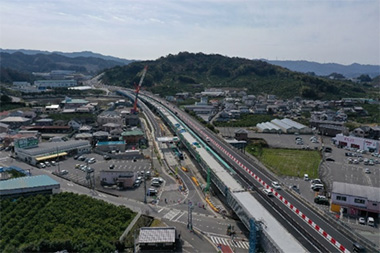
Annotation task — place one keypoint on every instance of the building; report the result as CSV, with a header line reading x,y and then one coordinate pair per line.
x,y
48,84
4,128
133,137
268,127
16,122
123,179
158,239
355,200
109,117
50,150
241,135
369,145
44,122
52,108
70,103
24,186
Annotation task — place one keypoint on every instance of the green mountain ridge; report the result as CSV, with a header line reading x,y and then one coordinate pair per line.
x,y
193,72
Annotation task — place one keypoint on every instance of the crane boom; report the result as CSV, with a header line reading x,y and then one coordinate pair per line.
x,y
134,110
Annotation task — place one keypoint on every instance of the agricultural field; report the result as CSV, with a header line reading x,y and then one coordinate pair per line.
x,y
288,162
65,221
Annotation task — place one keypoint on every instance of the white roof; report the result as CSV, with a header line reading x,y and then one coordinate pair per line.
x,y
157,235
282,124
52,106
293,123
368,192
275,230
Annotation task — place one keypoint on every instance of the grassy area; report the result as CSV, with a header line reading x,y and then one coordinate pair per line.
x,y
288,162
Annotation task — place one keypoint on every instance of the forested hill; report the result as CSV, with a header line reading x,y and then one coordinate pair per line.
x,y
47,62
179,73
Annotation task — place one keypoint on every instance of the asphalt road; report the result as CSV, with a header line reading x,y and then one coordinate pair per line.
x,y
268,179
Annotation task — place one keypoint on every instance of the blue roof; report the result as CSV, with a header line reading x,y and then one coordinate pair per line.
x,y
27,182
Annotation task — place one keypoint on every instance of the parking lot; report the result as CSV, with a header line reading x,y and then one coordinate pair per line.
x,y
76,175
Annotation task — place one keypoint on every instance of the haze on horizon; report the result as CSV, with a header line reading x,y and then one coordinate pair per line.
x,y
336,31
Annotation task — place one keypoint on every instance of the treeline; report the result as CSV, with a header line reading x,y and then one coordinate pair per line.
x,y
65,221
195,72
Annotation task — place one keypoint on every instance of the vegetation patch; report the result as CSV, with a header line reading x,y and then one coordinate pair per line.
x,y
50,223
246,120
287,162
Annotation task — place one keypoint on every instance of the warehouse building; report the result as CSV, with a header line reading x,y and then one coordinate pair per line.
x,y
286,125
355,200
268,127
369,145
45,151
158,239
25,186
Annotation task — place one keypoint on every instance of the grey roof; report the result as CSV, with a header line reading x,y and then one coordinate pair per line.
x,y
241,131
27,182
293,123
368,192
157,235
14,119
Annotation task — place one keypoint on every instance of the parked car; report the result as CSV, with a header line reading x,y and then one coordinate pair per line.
* * * * * * * * *
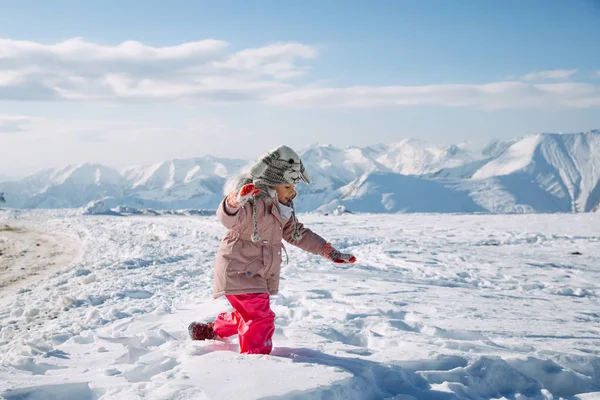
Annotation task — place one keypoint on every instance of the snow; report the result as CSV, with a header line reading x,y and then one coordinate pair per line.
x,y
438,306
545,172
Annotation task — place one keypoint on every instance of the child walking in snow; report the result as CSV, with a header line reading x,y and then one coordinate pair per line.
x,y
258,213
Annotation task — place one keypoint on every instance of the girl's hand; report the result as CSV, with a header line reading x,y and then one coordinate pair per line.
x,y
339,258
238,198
* * * * * * * * *
Requirements ▸
Count the lines in the data above that contain the string "building", treating uppercase and lowercase as different. Give only the number.

Solution ▸
2